**Requirement:** How many lines in the entries below contain the word "grass"? Reply with the number alone.

**Material to process:**
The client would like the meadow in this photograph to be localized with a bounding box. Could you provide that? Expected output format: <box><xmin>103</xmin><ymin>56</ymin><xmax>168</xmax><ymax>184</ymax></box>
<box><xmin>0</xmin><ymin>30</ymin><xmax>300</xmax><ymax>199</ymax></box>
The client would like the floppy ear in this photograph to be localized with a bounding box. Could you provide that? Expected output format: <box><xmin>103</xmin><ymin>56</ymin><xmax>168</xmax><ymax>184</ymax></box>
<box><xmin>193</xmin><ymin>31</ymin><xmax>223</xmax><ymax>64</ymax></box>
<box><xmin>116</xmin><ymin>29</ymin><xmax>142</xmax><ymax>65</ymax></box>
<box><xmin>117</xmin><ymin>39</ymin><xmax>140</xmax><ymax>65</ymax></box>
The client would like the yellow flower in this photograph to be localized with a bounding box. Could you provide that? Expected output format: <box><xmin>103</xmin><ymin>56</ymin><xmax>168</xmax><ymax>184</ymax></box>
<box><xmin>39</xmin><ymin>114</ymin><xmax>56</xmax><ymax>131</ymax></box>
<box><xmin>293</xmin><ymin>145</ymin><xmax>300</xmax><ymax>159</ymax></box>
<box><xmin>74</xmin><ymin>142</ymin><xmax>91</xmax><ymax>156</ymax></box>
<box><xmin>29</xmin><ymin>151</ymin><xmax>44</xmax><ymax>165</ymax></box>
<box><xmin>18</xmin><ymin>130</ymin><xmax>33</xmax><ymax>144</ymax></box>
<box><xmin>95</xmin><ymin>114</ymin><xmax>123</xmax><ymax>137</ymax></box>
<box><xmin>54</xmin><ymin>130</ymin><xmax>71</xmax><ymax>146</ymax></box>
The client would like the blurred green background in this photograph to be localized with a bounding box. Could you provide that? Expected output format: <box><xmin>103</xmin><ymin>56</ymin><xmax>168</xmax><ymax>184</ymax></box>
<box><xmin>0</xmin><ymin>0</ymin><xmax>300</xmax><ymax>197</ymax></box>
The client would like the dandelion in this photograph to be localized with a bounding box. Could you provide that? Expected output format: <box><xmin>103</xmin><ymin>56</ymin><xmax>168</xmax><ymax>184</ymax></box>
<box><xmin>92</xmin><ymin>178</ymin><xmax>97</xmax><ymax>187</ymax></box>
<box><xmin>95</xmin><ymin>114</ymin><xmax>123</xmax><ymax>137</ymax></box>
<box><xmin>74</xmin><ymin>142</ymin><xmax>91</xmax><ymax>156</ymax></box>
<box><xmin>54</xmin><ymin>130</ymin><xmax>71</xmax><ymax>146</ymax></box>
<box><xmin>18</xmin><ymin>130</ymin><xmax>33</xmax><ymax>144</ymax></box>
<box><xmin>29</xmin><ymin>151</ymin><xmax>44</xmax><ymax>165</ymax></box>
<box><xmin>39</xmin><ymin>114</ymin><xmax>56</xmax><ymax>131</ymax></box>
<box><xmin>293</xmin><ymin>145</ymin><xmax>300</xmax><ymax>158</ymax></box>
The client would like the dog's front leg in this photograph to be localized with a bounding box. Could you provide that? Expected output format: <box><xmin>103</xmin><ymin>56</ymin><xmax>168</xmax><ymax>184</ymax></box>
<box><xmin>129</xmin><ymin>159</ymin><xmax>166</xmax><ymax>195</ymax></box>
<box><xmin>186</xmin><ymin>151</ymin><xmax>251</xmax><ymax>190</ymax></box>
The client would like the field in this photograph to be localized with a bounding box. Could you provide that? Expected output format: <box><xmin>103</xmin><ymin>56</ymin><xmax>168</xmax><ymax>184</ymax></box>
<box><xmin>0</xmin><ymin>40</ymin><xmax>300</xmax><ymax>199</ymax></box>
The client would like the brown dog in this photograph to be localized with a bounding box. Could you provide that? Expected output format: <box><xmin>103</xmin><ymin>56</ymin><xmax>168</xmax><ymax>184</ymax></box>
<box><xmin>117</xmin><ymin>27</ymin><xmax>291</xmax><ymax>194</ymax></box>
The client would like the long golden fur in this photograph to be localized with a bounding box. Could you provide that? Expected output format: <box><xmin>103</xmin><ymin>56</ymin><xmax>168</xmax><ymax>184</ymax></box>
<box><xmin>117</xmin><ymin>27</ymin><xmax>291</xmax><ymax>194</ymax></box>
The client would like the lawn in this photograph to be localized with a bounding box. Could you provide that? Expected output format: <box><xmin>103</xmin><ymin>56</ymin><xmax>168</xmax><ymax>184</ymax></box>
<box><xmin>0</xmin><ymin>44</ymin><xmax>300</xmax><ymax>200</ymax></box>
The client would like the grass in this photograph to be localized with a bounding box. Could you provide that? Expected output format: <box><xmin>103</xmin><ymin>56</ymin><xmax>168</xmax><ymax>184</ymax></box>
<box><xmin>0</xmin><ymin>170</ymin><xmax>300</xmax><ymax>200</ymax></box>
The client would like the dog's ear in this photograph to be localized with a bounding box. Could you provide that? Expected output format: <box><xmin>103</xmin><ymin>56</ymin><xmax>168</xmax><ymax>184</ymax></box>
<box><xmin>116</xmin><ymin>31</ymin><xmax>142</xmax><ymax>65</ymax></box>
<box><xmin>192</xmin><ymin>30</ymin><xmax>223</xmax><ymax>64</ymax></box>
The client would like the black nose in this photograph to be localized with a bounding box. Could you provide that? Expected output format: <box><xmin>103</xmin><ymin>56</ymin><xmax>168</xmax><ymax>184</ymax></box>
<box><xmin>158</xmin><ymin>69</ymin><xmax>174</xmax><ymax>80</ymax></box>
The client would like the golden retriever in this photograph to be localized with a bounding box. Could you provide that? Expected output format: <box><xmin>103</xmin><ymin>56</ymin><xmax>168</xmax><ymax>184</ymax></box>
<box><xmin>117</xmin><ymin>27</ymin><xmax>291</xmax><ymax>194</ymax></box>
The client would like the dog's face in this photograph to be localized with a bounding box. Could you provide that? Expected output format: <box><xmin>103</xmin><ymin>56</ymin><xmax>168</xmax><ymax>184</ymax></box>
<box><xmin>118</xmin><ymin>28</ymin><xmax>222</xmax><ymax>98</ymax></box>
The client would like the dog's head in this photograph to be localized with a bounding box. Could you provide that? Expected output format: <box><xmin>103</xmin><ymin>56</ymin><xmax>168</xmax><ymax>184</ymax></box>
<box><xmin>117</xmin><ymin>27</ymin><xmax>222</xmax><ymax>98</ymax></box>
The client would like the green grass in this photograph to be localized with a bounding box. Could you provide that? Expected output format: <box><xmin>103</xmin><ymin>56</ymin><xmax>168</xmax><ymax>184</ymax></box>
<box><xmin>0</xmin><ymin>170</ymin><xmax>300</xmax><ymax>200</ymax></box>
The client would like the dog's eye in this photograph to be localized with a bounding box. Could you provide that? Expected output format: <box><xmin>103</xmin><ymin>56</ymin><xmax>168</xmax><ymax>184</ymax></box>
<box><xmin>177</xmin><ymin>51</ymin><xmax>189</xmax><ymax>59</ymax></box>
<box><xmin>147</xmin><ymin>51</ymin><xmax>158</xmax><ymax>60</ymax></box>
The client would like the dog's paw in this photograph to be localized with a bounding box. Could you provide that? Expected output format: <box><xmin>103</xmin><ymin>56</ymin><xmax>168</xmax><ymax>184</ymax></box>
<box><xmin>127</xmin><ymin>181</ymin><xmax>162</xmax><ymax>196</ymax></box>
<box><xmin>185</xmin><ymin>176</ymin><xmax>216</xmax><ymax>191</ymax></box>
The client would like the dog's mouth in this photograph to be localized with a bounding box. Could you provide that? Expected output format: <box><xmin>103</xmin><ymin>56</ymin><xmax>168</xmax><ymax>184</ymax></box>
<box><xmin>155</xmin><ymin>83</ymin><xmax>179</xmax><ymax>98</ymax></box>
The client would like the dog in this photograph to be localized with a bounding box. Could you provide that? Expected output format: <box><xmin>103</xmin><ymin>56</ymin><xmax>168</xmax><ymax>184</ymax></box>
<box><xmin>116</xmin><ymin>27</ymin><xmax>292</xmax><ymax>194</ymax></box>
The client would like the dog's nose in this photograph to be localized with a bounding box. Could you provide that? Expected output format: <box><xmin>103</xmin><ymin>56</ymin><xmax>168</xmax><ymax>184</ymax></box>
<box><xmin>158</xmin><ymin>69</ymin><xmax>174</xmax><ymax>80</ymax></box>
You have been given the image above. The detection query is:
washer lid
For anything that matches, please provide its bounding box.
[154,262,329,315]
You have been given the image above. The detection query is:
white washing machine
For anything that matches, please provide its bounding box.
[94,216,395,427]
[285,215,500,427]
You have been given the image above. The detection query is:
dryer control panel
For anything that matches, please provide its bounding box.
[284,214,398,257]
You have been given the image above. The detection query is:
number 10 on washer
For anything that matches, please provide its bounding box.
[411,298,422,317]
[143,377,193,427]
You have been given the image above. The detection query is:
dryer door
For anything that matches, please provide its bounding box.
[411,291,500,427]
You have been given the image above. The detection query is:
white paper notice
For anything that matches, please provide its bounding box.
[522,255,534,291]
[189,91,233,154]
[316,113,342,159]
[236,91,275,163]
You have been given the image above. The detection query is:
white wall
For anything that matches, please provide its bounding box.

**Written solution:** 2